§ **Problem**: Pull out each line of the entries below that contains the word "horse", and copy those lines with nothing changed. Matching is case-sensitive.

§ **Given information**:
■ ■ ■ ■ ■
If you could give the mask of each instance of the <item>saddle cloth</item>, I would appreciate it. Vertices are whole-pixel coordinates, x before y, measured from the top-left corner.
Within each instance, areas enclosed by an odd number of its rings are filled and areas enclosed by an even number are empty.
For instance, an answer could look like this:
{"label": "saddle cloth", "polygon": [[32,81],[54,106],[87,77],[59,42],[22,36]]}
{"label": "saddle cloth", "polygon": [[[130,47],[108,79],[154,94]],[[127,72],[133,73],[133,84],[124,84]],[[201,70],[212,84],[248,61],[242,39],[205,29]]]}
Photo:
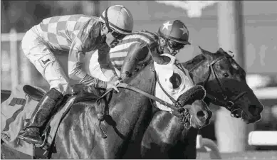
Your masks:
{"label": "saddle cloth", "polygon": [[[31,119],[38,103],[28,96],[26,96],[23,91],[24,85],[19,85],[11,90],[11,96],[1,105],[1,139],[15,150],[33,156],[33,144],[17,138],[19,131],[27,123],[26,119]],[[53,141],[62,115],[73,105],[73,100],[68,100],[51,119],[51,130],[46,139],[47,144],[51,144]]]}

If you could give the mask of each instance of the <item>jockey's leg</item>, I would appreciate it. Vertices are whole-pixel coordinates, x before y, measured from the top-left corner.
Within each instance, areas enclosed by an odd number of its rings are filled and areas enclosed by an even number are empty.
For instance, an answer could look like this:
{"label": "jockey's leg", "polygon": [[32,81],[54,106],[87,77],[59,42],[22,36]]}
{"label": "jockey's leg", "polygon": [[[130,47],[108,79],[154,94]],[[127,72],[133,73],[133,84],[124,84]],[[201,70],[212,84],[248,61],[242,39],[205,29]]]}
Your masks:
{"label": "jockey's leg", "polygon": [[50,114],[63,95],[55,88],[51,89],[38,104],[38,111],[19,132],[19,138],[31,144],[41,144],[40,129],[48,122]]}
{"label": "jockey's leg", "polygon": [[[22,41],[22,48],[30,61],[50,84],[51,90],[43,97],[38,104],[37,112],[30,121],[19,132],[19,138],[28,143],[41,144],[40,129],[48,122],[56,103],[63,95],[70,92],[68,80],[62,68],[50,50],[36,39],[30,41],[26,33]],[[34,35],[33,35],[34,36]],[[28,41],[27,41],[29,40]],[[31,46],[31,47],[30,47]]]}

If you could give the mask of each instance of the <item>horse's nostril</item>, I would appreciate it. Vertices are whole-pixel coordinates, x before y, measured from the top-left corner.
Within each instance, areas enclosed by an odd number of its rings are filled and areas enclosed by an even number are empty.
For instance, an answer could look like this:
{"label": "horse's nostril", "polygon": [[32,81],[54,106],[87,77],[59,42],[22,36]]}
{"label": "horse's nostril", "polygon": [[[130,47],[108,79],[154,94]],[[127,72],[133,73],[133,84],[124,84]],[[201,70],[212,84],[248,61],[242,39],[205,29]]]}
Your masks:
■ ■ ■ ■ ■
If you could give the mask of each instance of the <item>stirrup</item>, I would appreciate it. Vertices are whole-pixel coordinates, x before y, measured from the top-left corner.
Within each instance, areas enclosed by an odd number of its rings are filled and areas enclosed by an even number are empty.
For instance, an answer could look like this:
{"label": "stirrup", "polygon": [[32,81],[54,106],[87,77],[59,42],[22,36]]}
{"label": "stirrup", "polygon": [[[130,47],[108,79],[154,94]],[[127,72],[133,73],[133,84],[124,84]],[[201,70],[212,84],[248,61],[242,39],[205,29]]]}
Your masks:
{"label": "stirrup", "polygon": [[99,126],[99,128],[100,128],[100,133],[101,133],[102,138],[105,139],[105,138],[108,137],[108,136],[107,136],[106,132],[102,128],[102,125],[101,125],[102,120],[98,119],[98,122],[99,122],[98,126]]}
■ ■ ■ ■ ■
§ **Problem solution**:
If you could give the mask of each instance of the <item>horse's nostril</item>, I would appreciate it. Vertices are whole-pixel coordinates, x before y, measured from the top-left corner.
{"label": "horse's nostril", "polygon": [[32,81],[54,106],[87,77],[59,42],[22,36]]}
{"label": "horse's nostril", "polygon": [[[130,47],[108,79],[154,94]],[[127,72],[133,73],[133,84],[124,84]],[[201,70],[212,84],[248,61],[242,39],[205,29]]]}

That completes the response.